■ **Task to carry out**
Write the next part of the btrfs hibernation-resume thread below, picking up right after its last line.

■ **Extracted text**
_ _ _

Re: BTRFS failure after resume from hibernate

[Date Prev][Date Next][Thread Prev][Thread Next][Date Index][Thread Index]

 



On Tue, Jan 21, 2020 at 2:01 PM Robbie Smith <zoqaeski@xxxxxxxxx> wrote:
>
> I think I have a hunch as to why this issue has occurred. I've had two
> btrfs partition failures, and both times it was upon resuming from
> hibernation. The key file for the encrypted swap was stored in
> /root/key-file, and the openswap hook unlocks the encrypted root,
> mounts it, reads the keyfile for the swap partition, and then unmounts
> it again. Could this action be causing the transid to be incremented
> somehow?
>

Of course. This means on-disk state is different from in-memory state
after resuming. You must not access filesystem stored in hibernation
image before resuming.

File bug report against whatever component does it.

> > /etc/initcpio/hooks/openswap
> > run_hook ()
> > {
> >     ## Optional: To avoid race conditions
> >     x=0;
> >     while [ ! -b /dev/mapper/cryptroot ] && [ $x -le 10 ]; do
> >        x=$((x+1))
> >        sleep .2
> >     done
> >     ## End of optional
> >
> >     mkdir crypto_key_device
> >     mount /dev/mapper/cryptroot crypto_key_device

What /may/ work is to mount read-only, although even in this case
btrfs may replay previous transaction. "mount -o ro,nologreplay" may
work.

> >     cryptsetup open --key-file crypto_key_device/root/key-file /dev/disk/by-uuid/<UUID> swapDevice
> >     umount crypto_key_device
> > }
>
> The very first line of swsusp[1] has a big fat warning about touching
> data on the disk between suspend and resume, and in hindsight I
> imagine this action may count. The openswap hook doesn't write
> anything, but it's still accessing the disk (however, atime is
> disabled in my mount options).
>
> [1]https://www.kernel.org/doc/Documentation/power/swsusp.txt
>
> On Tue, 21 Jan 2020 at 14:51, Robbie Smith <zoqaeski@xxxxxxxxx> wrote:
> >
> > On Tue, 21 Jan 2020 at 14:05, Qu Wenruo <quwenruo.btrfs@xxxxxxx> wrote:
> > >
> > >
> > >
> > > On 2020/1/21 上午10:58, Robbie Smith wrote:
> > > [...]
> > > >>
> > > >> Really hard to say, there are at least 3 things related to this problem.
> > > >>
> > > >> - Btrfs itself
> > > >> - Hibernation
> > > >> - Dm-crypt (less possible)
> > > >>
> > > >> For btrfs, if you have used kernel between version v5.2.0 and v5.2.15,
> > > >> then it's possible the fs is already corrupted but not detected.
> > > >>
> > > >> For the hibernation part, Linux is not the best place to utilize it for
> > > >> the first place.

_ _ _

■ **Stored records**
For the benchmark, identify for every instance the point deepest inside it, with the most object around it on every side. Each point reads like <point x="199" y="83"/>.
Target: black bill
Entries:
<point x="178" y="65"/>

_ _ _

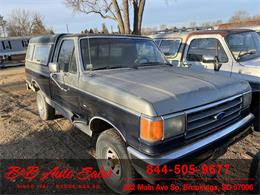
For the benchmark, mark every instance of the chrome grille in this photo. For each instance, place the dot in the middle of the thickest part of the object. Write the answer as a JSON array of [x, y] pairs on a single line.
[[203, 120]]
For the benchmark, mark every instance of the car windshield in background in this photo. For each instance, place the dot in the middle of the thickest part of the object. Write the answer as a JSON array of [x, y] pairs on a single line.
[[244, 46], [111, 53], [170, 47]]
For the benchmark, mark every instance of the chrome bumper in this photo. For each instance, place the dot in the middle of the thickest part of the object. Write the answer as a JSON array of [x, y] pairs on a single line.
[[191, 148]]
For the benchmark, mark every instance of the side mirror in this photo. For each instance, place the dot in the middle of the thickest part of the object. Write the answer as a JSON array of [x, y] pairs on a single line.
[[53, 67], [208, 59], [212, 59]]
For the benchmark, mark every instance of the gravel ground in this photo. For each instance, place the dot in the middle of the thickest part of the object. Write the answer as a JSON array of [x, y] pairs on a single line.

_ _ _

■ **Written answer**
> > > >> (My ThinkPad X1 Carbon 6th suffers from hibernation, so I rarely use
> > > >> suspension/hiberation)
> > > >>
> > > >> Since linux development is mostly server oriented, such daily consumer
> > > >> operation may not be that well tested.
> > > >>
> > > >> Things like Windows updating certain firmware could break the controller
> > > >> behavior and cause unexpected behavior.
> > > >>
> > > >> So my personal recommendation is, to avoid hibernation/suspension, use
> > > >> Windows as little as possible.
> > > >>
> > > >> Thanks,
> > > >> Qu
> > > >
> > > > Suspension works flawlessly for me, and hibernation usually does as
> > > > well. The one thing that has happened both times I've had a failure
> > > > has been something weird with the power: first time was a static shock
> > > > from walking on carpet and then touching the laptop, second time was
> > > > the BIOS reporting a wattage error with the charger.
> > >
> > > This doesn't look correct for ThinkPad T series machine...
> > >
> > > >
> > > > I tried mounting the FS from a live USB and the mount said: "can't
> > > > read superblock on /dev/mapper/cryptroot" in addition to the transid
> > > > failures. Should I try running a `btrfs check --repair`? At this point
> > > > I'm pretty much resigned to reinstalling today, so I can't make things
> > > > any worse, can I?
> > >
> > > Full output please.
> >
> > I can't get the output from that mount run as it's lost in the shell
> > history. Attempting to mount now does nothing and just spits out:
> > > # mount -t btrfs -o ro,usebackuproot /dev/mapper/cryptroot /mnt/cryptroot
> > > [dmesg timestamp] BTRFS error (device dm-0): parent transid verify failed on 223452889088 wanted 144360 found 144376
> > > [dmesg timestamp] BTRFS error (device dm-0): parent transid verify failed on 223452889088 wanted 144360 found 144376
> >
> > btrfs check prints the UUID, and that's it.
> > > # btrfs check /dev/mapper/cryptroot
> > > Opening filesystem to check...
> > > Checking filesystem on /dev/mapper/cryptroot
> > > UUID: 25ac1f63-5986-4eb8-920f-ed7a5354c076
> >
> > Attempting a dry-run of btrfs restore gave me these messages. The fact
> > that it can read some files and find my /home subvolume gives me some
> > hope.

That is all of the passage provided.